▸ Supplied passage
+ + +

State of Emergency in Lebanon ... Syrian Refugees Say ‘Bread is Enough’
Syrian refugees in Lebanon
Syrian refugee Umm Fadi, 41, faces a general lockdown in Lebanon for ten days through buying bread only, at a time when people from all over the country are rushing to buy food and household items from the stores.
Umm Fadi, who lives in one of Tripoli's opaque basements, is divorced and the sole breadwinner for three children, the oldest of whom is 14. She works in preparing food supplies, and chopping and cleaning vegetables so that they are ready to be cooked, and then sells it.
She told Rozana: "I only bought two bundles of bread, and I have bulgur, rice and pasta. I hope I will not run out of supplies during the lockdown."
She added: "What is important for me, that I have 310,000 Lebanese pounds to pay rent, food is not important; even if we only live on bread and onions we have no problem with that."
Many Syrians have been affected by the coronavirus pandemic since its outbreak in Lebanon in February last year. Umm Fadi said that "for five months I had a daily income. I used to work as a cook in a restaurant, now my income has decreased. Sometimes I work two days a week, and sometimes a whole week goes by without work ... everything has become expensive and people cook at home. coronavirus is allied to the dollar, the worse the health situation is, the more expensive life becomes.
Activists on social media platforms have posted images of Lebanese people frequently buying food, before the start of the lockdown next Thursday.
On Monday, following an extraordinary meeting chaired by Michel Aoun at the Presidential Palace, the Lebanese Supreme Defense Council announced a health emergency for the first time to deal with the outbreak of the coronavirus. The lockdown will start at five o'clock in the morning of next Thursday, 14 January, for a period of 10 days and will end on the morning of 25 January, with exceptions for health workers, vital facilities and installations employees, soldiers and journalists.

+ + +

▸ Entries shown

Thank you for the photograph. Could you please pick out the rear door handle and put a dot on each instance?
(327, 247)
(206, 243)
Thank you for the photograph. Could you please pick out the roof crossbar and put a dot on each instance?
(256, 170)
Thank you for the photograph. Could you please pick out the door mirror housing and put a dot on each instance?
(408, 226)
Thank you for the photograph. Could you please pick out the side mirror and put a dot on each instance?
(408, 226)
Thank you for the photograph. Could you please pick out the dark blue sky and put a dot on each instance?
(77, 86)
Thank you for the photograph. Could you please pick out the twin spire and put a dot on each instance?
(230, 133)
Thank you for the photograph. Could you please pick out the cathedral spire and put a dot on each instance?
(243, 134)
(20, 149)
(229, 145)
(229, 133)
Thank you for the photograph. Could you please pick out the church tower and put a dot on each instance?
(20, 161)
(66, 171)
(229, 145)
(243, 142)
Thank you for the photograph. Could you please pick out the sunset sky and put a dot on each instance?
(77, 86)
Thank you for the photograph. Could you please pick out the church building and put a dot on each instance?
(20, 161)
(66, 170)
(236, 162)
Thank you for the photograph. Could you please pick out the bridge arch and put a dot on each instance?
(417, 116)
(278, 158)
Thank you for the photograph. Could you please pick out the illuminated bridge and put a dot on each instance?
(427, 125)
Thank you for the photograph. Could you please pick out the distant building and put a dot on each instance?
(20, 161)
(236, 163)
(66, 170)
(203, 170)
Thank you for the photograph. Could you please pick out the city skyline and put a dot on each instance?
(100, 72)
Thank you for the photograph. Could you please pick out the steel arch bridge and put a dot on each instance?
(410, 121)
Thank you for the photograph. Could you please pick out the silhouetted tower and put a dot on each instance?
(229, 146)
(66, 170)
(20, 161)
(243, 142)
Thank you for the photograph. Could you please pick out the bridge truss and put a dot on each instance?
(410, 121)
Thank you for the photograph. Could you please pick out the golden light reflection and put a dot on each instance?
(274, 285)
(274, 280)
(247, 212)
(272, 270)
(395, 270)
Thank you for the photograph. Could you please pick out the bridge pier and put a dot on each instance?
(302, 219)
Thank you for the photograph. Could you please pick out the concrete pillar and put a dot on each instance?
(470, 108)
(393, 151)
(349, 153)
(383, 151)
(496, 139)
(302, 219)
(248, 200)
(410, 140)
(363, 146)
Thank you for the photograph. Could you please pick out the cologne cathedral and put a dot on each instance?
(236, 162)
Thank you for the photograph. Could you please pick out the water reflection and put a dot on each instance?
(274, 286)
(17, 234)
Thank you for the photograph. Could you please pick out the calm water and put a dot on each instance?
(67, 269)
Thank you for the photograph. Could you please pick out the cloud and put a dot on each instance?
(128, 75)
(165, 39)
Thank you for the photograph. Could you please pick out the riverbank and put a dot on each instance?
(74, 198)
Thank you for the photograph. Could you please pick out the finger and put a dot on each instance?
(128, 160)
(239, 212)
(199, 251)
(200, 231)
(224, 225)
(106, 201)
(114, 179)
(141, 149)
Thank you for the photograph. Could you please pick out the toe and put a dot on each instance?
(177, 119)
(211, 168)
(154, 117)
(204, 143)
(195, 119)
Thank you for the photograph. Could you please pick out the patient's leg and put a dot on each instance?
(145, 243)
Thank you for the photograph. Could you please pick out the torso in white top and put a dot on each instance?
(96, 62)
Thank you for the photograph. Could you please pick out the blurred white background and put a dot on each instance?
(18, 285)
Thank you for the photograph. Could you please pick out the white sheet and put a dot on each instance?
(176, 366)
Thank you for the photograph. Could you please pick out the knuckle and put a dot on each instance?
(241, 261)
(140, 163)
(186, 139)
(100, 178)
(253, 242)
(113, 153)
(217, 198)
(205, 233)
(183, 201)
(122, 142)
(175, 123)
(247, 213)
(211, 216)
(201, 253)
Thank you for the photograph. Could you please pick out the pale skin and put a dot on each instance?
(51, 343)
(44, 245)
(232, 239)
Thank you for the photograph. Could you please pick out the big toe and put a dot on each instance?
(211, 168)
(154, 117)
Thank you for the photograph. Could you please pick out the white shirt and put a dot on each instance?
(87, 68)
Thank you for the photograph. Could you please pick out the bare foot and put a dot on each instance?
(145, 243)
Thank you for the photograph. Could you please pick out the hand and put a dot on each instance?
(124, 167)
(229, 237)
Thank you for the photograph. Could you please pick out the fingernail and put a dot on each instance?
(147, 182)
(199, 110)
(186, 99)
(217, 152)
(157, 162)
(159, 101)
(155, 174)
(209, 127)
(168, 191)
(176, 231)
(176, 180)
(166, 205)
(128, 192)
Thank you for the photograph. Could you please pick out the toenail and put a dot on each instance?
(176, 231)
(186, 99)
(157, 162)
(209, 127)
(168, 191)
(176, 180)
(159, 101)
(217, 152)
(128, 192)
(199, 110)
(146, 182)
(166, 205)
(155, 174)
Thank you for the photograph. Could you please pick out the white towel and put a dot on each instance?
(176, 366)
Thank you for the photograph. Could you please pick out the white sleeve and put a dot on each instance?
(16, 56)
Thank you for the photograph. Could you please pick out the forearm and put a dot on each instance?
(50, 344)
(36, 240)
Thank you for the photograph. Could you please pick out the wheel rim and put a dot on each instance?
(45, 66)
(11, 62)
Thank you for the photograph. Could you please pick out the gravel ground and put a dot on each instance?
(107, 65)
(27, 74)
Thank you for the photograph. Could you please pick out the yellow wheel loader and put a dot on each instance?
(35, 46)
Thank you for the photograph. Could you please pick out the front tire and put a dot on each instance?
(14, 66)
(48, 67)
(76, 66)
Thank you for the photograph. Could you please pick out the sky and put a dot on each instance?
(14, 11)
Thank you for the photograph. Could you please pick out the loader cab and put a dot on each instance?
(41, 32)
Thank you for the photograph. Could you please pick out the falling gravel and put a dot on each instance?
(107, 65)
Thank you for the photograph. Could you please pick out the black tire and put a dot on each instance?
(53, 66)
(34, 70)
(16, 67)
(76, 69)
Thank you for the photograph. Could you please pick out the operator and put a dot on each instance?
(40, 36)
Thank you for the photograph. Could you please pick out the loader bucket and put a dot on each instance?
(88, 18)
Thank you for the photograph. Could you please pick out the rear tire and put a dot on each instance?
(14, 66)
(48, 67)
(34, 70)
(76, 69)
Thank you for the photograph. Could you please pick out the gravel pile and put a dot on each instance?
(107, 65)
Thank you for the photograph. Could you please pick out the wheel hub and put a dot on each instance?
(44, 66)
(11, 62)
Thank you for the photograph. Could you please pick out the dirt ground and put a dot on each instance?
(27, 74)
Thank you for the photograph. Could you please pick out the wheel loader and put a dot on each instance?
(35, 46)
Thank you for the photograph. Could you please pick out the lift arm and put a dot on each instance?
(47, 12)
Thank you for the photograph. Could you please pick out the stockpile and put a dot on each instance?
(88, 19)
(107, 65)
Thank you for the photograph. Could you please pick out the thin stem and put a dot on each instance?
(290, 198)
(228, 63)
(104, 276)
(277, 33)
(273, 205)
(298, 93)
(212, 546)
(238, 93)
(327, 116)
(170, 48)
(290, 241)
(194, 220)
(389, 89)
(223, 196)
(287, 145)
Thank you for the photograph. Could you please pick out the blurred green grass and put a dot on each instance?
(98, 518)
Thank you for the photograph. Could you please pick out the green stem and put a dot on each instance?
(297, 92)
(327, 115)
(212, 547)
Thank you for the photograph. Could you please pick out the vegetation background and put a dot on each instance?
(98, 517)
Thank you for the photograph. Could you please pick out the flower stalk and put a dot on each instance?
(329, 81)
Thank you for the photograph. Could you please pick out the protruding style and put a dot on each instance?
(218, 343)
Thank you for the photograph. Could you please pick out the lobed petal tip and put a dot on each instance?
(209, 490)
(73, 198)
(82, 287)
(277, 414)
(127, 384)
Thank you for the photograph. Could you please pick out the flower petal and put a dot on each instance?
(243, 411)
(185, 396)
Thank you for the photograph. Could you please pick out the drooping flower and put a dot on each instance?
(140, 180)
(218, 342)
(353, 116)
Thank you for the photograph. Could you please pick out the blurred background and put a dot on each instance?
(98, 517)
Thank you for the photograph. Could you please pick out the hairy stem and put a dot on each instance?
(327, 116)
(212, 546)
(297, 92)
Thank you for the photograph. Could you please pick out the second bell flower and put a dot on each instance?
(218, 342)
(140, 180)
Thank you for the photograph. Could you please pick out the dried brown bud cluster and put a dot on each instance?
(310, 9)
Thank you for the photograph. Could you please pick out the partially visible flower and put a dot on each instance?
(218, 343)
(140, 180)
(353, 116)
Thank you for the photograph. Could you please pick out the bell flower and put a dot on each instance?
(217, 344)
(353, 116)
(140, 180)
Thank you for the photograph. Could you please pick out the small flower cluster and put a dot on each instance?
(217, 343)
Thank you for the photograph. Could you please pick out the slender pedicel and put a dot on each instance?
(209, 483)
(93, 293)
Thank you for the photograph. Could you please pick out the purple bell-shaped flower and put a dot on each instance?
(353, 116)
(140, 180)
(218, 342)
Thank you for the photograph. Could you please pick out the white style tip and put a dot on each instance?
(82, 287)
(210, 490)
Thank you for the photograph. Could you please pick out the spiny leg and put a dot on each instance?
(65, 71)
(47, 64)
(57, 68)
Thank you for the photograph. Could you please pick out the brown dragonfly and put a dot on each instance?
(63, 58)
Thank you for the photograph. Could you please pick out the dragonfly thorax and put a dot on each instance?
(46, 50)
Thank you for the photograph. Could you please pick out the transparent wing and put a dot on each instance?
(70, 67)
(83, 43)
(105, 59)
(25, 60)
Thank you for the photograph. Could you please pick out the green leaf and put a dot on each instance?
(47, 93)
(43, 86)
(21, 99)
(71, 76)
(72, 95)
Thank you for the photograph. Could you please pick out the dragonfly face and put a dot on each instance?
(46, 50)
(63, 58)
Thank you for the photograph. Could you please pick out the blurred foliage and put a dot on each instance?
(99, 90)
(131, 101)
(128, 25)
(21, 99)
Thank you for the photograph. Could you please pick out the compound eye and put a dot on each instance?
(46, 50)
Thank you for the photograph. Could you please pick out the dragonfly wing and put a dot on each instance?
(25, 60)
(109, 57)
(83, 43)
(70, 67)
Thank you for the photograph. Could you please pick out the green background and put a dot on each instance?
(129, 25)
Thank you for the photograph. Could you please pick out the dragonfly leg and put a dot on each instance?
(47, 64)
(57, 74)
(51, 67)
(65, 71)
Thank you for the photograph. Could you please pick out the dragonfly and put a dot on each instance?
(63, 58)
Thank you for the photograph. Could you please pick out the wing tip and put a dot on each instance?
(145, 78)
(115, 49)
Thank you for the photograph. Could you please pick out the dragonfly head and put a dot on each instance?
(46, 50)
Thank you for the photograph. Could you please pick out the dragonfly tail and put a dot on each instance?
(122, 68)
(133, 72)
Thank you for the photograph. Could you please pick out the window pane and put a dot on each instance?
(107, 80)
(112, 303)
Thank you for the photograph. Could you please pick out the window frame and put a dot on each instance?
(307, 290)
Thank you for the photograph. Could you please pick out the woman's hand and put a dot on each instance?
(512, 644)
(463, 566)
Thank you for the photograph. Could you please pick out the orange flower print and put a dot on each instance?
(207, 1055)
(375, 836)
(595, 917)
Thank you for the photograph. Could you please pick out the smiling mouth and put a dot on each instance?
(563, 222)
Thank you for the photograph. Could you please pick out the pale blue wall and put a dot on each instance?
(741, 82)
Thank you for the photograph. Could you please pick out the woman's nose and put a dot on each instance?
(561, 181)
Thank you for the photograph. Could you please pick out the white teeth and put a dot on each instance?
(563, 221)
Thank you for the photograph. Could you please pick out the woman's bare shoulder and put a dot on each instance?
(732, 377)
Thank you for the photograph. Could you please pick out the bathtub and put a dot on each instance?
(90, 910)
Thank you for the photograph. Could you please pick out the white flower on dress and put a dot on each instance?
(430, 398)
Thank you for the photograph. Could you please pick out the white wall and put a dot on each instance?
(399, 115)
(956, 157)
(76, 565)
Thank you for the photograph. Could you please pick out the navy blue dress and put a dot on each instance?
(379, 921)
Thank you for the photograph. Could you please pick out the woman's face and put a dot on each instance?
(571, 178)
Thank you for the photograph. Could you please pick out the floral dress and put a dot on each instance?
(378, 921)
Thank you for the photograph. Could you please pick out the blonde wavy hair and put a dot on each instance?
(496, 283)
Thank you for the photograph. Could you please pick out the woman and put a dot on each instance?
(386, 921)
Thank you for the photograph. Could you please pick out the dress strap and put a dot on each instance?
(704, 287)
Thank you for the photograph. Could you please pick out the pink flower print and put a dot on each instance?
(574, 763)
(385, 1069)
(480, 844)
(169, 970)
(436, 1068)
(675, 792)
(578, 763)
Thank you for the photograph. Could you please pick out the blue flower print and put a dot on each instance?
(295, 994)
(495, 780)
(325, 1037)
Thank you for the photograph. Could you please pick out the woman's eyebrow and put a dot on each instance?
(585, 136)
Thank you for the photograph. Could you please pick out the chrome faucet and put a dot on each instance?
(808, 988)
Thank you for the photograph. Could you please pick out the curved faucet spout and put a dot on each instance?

+ + +

▸ Exercise tasks
- A) Answer these from the Lebanon lockdown article:
(i) How old is Umm Fadi's oldest child?
(ii) How much money does Umm Fadi say she needs for rent?
(iii) Who chaired the extraordinary meeting at the Presidential Palace?
- B) List every group that the Lebanon lockdown article says is exempt from the lockdown.
- C) Pick up the Lebanon lockdown article after its last sentence and continue it.
None of the work here needs the items.

▸ Responses to the tasks
- A)
(i) 14
(ii) 310,000 Lebanese pounds
(iii) Michel Aoun

- B)
- Health workers
- Vital facilities and installations employees
- Soldiers
- Journalists

- C)
According to Agence France-Presse, infection cases have increased in the country during the last week by 70 percent compared to the previous week, making Lebanon one of the countries that experience the most significant peaks of contracting the virus worldwide.
Lebanon is experiencing an escalation in the curve of infections, recording on Monday evening 222,391 cases, including 1629 deaths.
The decisions included imposing a curfew, preventing exit and entering streets and roads, suspending work in all kinds of shops, independent professions offices and popular markets, in addition to closing all public administrations and independent state departments, universities, public and private schools, kindergartens, public parks and stadiums.
“Cut your coat according to your cloth.” This is Umm Fadi’s life motto these days, as she told Rozana, but the condition of Abu Jawad, 30, who lives with his wife and two children in Tyre, in southern Lebanon, is not in the best right now.
Abu Jawad lost his job in construction three months ago, due to a broken hand that forced him to stay at home.
He said to Rozana: “My brother also works in construction for no more than 50,000 a day, which is the equivalent of $5, and he divides the amount in half between his family and mine. If he does not work for a day, then we do not eat. So what will we do in the coming days of quarantine?”
He added: "During the days of the quarantine, many people will have to borrow in order to secure a livelihood, including my family and my brother's family, which means that we will have to pay the money back out of a month of daily wages."
The exchange rate of the dollar recorded Tuesday in the black market an increase to about 8900 pounds per dollar, which is the highest price recorded for a long time, according to the Lebanese newspaper An-Nahar.
The deteriorating economic situation cast a shadow on everyone in Lebanon, but it was more difficult and bitter for the Syrian refugees. Thus, the United Nations announced on 18 December 2020 that nine out of ten Syrian refugee families in Lebanon live in extreme poverty due to the economic collapse in the country.
A joint study by the United Nations High Commissioner for Refugees (UNHCR), the World Food Program (WFP) and the United Nations Children's Fund (UNICEF) last month revealed that "the economic downturn, severe inflation, the outbreak of the ovid-19 pandemic, and finally the Beirut port explosion, pushed vulnerable communities in Lebanon, including Syrian refugees to the verge of misery.”
The study indicated that the percentage of Syrian families that are now living below the poverty line reached 89 percent in 2020 compared to 55 percent in 2019, and half of them suffer from food insecurity.
The number of Syrian refugees registered with the UNHCR in Lebanon until the end of November 2020 is 879,529, while the Lebanese authorities say that their number exceeds 1.5 million, 1,369 among them were infected with coronavirus, and 31 died, according to estimates by the World Health Organization (WHO).